Region pointing data:
━━━━━━━━━━━━━━━━━━━━
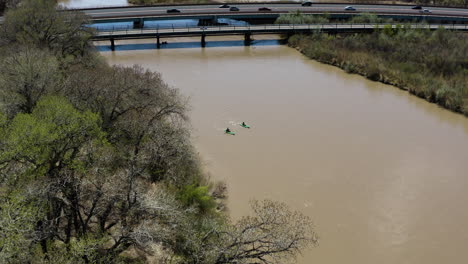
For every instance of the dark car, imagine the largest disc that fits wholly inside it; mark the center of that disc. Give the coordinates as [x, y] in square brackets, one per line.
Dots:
[173, 11]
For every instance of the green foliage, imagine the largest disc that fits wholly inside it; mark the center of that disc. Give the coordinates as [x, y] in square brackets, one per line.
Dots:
[36, 23]
[18, 216]
[25, 76]
[366, 18]
[49, 137]
[197, 196]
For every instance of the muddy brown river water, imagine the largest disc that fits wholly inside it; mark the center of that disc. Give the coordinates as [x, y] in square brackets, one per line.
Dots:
[383, 174]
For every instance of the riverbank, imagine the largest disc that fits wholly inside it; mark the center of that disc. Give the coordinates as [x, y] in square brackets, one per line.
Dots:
[430, 65]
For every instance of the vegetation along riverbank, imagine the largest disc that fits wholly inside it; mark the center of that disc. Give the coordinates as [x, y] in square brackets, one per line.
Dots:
[430, 64]
[96, 163]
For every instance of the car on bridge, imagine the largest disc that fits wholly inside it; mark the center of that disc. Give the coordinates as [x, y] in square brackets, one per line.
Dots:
[171, 11]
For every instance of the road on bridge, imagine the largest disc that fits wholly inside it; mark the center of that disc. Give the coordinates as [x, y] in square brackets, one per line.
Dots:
[158, 11]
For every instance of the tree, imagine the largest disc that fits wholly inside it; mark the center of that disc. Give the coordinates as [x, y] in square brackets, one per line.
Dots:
[26, 76]
[274, 234]
[37, 23]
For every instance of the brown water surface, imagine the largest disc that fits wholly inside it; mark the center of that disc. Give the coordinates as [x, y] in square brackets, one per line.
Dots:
[382, 173]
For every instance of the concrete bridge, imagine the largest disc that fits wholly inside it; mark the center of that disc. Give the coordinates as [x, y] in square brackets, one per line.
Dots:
[250, 12]
[247, 31]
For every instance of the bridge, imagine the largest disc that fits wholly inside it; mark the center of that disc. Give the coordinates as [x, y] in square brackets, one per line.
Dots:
[250, 12]
[167, 32]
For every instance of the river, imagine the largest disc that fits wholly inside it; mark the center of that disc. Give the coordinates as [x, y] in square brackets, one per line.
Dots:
[383, 174]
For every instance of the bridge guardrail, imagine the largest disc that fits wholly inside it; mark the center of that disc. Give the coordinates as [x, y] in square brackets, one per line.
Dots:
[220, 28]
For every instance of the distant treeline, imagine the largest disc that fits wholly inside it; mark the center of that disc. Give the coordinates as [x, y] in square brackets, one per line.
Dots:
[430, 64]
[96, 163]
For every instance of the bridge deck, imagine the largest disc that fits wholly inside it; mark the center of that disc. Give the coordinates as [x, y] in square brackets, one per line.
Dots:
[257, 29]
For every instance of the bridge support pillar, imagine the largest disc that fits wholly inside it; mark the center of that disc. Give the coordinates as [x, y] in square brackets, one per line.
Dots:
[138, 23]
[247, 39]
[203, 42]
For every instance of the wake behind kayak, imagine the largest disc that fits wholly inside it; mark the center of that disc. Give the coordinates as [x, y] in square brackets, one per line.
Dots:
[228, 131]
[244, 125]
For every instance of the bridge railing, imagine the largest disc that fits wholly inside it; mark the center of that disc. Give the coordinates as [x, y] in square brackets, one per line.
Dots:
[268, 27]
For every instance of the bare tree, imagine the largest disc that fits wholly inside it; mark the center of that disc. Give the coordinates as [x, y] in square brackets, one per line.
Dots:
[273, 234]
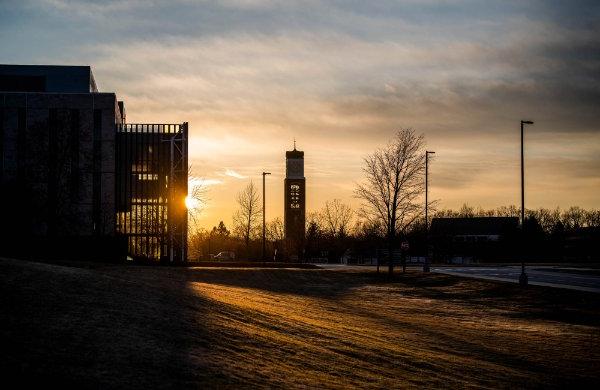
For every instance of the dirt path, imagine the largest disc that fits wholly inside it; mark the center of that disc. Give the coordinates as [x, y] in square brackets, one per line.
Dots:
[135, 327]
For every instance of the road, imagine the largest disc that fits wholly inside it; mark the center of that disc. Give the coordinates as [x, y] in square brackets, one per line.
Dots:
[553, 276]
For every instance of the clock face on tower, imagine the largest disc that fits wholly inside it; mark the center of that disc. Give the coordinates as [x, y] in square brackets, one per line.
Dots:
[294, 196]
[295, 168]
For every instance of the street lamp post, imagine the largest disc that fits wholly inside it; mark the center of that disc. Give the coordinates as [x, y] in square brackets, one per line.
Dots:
[264, 229]
[426, 264]
[523, 279]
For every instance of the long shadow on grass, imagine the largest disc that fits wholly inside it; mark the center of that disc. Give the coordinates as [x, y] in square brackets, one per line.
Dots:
[535, 302]
[114, 327]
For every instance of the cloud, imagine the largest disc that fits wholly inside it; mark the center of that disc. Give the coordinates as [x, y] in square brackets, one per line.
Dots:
[341, 77]
[232, 173]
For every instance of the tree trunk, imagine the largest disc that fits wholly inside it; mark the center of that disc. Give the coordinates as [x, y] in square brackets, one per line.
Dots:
[390, 255]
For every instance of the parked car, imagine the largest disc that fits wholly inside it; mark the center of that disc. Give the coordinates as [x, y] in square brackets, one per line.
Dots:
[225, 256]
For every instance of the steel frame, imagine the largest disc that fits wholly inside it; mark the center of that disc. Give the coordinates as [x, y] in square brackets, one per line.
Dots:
[151, 186]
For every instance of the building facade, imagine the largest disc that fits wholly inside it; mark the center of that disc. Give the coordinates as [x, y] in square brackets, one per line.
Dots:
[294, 204]
[59, 166]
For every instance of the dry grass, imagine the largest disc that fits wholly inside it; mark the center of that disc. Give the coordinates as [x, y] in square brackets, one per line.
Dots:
[128, 326]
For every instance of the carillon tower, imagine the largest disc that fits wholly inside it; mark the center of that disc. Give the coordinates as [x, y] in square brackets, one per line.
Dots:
[295, 203]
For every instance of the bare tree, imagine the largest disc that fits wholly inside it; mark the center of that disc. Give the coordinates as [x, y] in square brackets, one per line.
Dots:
[196, 200]
[248, 218]
[394, 185]
[337, 217]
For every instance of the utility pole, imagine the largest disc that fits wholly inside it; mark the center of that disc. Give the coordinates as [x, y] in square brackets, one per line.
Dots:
[523, 279]
[426, 264]
[264, 226]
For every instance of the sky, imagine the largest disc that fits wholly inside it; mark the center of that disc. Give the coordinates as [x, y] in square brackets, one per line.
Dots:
[341, 77]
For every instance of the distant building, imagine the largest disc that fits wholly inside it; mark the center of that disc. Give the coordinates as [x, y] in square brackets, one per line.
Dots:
[75, 177]
[294, 203]
[465, 240]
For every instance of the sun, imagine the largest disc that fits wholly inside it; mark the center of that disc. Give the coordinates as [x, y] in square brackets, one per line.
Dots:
[191, 203]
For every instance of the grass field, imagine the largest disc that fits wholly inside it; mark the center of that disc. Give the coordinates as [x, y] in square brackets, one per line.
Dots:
[138, 327]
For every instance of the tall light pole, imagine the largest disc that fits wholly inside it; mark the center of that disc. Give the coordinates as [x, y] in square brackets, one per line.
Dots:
[264, 229]
[523, 279]
[426, 264]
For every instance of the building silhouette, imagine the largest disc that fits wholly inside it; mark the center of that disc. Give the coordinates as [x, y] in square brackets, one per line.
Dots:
[76, 179]
[294, 203]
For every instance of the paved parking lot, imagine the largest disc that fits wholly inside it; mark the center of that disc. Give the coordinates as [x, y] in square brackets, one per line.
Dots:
[584, 279]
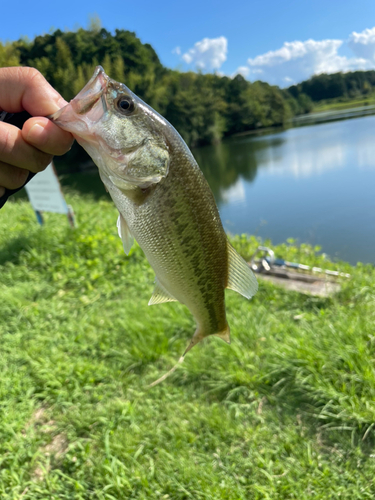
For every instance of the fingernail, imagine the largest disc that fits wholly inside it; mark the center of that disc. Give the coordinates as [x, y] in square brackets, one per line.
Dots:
[37, 135]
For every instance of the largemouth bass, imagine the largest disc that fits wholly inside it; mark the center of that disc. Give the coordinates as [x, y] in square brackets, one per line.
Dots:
[163, 199]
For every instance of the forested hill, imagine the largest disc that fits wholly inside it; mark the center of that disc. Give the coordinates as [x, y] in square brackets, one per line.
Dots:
[346, 85]
[203, 107]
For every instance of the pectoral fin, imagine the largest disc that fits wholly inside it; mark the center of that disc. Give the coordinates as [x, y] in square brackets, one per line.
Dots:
[241, 278]
[160, 295]
[124, 233]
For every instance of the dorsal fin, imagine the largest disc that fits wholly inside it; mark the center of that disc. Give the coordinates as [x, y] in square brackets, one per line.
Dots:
[241, 278]
[160, 295]
[124, 233]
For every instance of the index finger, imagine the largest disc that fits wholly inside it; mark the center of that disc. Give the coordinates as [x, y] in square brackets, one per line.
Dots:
[27, 89]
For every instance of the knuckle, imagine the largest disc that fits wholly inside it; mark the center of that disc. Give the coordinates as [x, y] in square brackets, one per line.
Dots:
[41, 161]
[34, 75]
[6, 143]
[17, 178]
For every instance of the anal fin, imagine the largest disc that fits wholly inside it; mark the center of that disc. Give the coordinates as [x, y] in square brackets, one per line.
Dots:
[124, 233]
[160, 294]
[241, 278]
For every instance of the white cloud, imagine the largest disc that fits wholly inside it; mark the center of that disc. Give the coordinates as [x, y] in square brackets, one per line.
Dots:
[363, 44]
[297, 61]
[242, 70]
[208, 54]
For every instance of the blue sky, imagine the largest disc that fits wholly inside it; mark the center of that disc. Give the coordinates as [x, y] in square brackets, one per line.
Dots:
[282, 41]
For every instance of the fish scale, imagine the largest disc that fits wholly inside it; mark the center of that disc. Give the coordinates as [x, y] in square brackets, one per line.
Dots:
[163, 199]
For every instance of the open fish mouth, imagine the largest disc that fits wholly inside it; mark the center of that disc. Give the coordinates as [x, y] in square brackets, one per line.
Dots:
[87, 108]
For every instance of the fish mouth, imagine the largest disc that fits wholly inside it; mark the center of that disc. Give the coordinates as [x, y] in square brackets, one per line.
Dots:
[87, 107]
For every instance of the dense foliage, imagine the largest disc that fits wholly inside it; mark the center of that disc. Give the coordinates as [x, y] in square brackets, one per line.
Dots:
[348, 85]
[203, 107]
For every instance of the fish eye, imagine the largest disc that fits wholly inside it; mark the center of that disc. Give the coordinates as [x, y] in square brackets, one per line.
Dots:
[125, 105]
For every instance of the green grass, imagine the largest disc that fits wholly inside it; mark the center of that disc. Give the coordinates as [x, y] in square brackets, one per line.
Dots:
[287, 411]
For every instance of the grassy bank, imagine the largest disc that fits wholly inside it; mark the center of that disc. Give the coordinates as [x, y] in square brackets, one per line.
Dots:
[286, 411]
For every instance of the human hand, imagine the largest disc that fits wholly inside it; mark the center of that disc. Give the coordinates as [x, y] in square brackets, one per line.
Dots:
[33, 147]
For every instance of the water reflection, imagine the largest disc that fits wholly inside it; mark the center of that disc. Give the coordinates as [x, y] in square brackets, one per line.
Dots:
[312, 183]
[225, 164]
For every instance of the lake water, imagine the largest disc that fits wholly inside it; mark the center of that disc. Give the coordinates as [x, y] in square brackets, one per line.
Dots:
[315, 184]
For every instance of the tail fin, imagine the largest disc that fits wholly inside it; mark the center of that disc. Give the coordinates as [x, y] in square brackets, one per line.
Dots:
[199, 335]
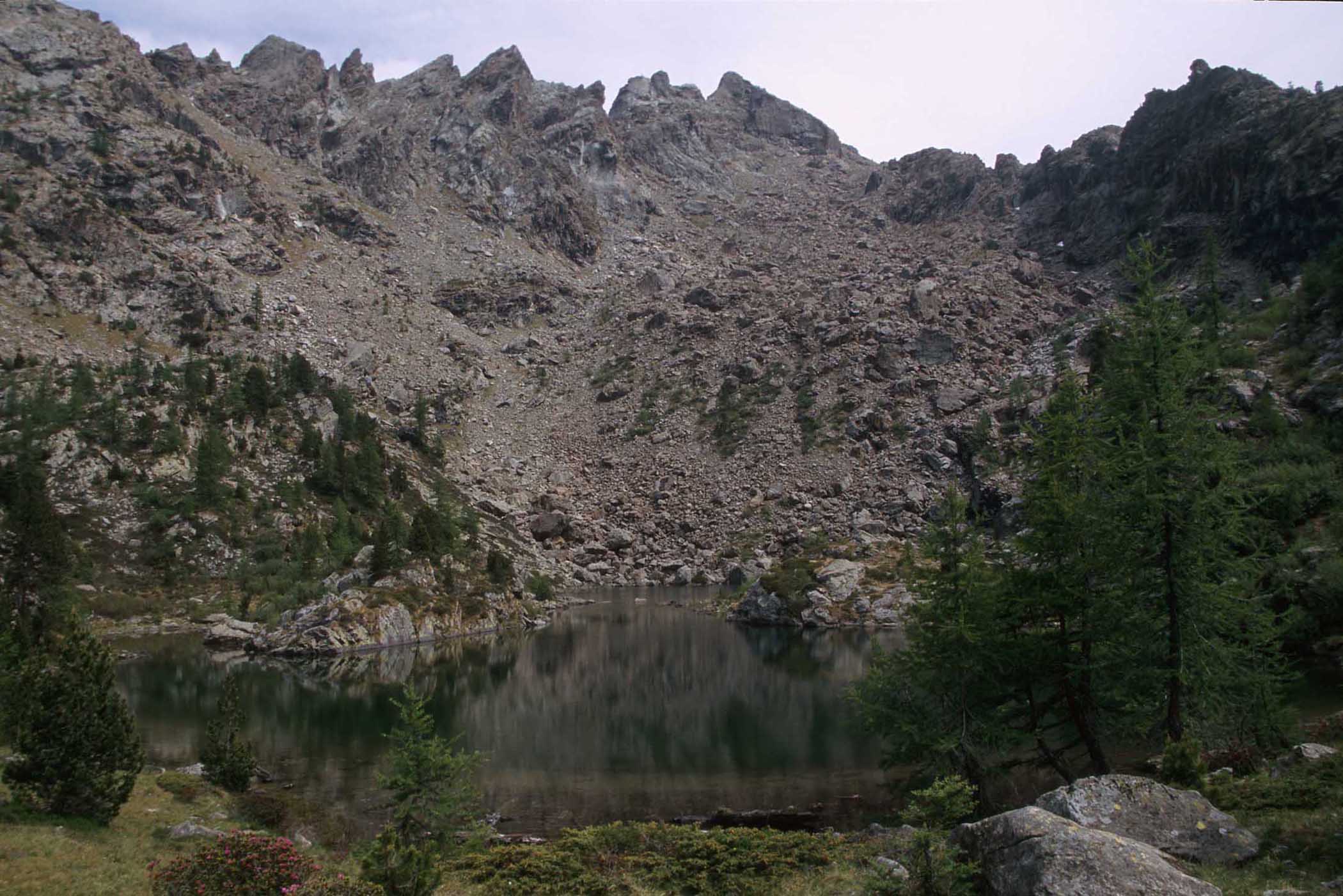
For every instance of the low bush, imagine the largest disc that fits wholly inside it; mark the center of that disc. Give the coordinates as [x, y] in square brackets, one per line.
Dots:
[263, 808]
[791, 581]
[1306, 786]
[334, 886]
[238, 863]
[540, 586]
[1182, 764]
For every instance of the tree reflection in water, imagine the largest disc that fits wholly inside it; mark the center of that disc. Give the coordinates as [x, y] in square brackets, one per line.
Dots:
[617, 710]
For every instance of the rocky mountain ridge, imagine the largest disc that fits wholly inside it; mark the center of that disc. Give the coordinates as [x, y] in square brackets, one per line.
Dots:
[668, 340]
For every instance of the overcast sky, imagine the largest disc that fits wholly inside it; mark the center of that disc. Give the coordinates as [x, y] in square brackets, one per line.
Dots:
[891, 77]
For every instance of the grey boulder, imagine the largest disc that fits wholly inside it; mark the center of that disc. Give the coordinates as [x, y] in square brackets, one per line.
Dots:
[1179, 822]
[1032, 852]
[760, 608]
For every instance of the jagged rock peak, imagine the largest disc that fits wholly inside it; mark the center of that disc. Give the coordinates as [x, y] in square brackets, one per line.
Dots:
[355, 72]
[503, 65]
[766, 114]
[175, 63]
[276, 56]
[642, 91]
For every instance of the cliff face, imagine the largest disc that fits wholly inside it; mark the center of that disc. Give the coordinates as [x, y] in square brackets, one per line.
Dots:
[1229, 150]
[665, 340]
━━━━━━━━━━━━━━━━━━━━
* [GOAL OF THE EXERCISE]: Go through the entries and copy every line with "foliage".

* [TASK ANSWER]:
For every instance of the green foliage, imagine the largest disc that fits wholly inside it; mark the center of that disc. Give the coordinates as [x, y] in square brackets, one per line.
For every instance of the dense foliage, imagine the largest disc that fits wholly inside it; mark the center of that disc. Give the coordinates as [x, y] in square brackets, one per line.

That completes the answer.